• Excerto escolhido
No tempo em que as
taxas de juro mereciam um acompanhamento da evolução da poupança na conta a
prazo, eu consultava, umas duas vezes por mês talvez, os diferentes produtos
onde tinha dinheiro aplicado. Não que tivesse muito: tinha pouco mas
distribuído por muitos (produtos). Assim que juntava algum, normalmente o
mínimo que permitia constituir uma aplicação (sempre sem risco de capital,
pensava eu até o meu banco de poupanças mudar para esse nome tão moderno
chamado Novo Banco!) aplicava o
dinheiro pois as taxas de juro estavam em declínio acelerado e no dia seguinte
podia já não conseguir a taxa que acabava de consultar na net.
Num desses dias em
que consultava o saldo para ver se algum juro havia caído na conta à ordem,
deparo-me com um valor muito superior ao que eu havia visto duas semanas antes!
Durante alguns segundos, fiz um esforço de memória, desejando com quanta força
tinha estar equivocado e não me lembrar de que aquele dinheiro era mesmo meu… mas
não vislumbrei sinal algum de que eu ou alguém tivessem feito uma transferência
para a minha conta. Fui para casa pensar no assunto e no dia seguinte, depois
de ter concluído que aquele dinheiro não me pertencia, liguei para a gestora de
conta para reportar o sucedido.
- Isso é muito
estranho! – disse ela de imediato – Tem a certeza disso?
- Tenho. – respondi
– Consultei várias vezes, saí da minha área online
e voltei a entrar e o dinheiro continuava lá.
- Mas quanto é que
me disse que era?
- Então, era mais
ou menos X€
- Mas isso é uma
grande diferença em relação àquilo que o sr. António Dias tem!
- A quem o diz! –
disse-lhe eu já meio no gozo – Não é que eu não quisesse, mas de facto não é
meu.
- Deixe-me
consultar o saldo.
- Sim, esteja à
vontade. – eu estava à vontade. Passados alguns segundos veio a resposta
- Mas o seu saldo é
Y€ (= ao que eu sempre havia tido)! – devolve ela admirada embora sempre com
uma simpatia irrepreensível. Eu é que, começando a não achar graça à situação,
deixei de dar importância à sua simpatia.

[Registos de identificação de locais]
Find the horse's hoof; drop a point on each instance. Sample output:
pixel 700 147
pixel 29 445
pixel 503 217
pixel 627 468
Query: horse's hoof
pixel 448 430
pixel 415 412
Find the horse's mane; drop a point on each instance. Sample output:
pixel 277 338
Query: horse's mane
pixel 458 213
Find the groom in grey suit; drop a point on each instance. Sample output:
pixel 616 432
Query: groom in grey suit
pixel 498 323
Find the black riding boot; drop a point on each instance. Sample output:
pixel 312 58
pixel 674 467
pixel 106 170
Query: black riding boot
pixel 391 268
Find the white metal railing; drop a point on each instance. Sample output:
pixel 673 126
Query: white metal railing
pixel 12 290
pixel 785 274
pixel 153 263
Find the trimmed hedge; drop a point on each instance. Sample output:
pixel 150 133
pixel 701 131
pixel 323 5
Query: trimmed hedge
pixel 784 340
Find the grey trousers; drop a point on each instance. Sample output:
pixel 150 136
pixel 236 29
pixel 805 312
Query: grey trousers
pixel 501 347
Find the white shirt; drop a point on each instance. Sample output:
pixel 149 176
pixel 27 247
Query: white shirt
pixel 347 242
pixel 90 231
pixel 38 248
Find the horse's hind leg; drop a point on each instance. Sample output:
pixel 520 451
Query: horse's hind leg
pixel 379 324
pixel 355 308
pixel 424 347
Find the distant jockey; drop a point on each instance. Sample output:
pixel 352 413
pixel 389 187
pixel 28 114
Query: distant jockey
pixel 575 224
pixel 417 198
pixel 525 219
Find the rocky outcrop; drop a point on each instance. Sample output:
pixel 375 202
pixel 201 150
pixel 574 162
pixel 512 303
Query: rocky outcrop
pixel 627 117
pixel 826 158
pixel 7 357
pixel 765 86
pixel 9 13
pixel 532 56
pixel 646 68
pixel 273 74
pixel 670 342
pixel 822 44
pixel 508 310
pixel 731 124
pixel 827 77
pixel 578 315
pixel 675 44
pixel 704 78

• Problemas e tarefas
A. No relato sobre a conta bancária, que novo nome passou a ter o banco de poupanças de quem conta a história?
B. Enumere todas as ações que quem conta o relato sobre a conta bancária diz, ao telefone, ter feito para confirmar que o dinheiro estava lá.
C. Prossiga o relato sobre a conta bancária a partir da última frase apresentada.

• Respostas dadas
A. Novo Banco.

B. Consultou várias vezes; saiu da sua área online; voltou a entrar.

C.
- Deixe-me ver. –
pedi-lhe, embora adivinhando o que iria ver: o saldo que eu sempre tivera havia
sido reposto – Tem razão! Olhe: não sei o que aconteceu!
- Tem certeza de
que era esse o montante?
- Tenho a certeza
absoluta: eu vi o valor várias vezes… – e num instante vi o filme todo
apercebendo-me do que tinha acontecido: não dei parte fraca – Bem, deixe estar.
Muito obrigado e peço desculpa pelo incómodo.
- Mas não quer
tentar perceber o que se passou? Agora fiquei intrigada! – eu não queria tentar
perceber com ela o que se tinha
passado porque eu já sabia.
- Não vale a pena:
se está tudo reposto, já não há questão. Se calhar fui eu que vi mal. – disse
eu, sabendo que tinha visto bem – Muito obrigado mais uma vez!
- Há mais alguma
coisa em que eu possa ajudar?
- Não obrigado: é
tudo. Um bom dia para si.
- Tenha um bom dia
sr. António Dias.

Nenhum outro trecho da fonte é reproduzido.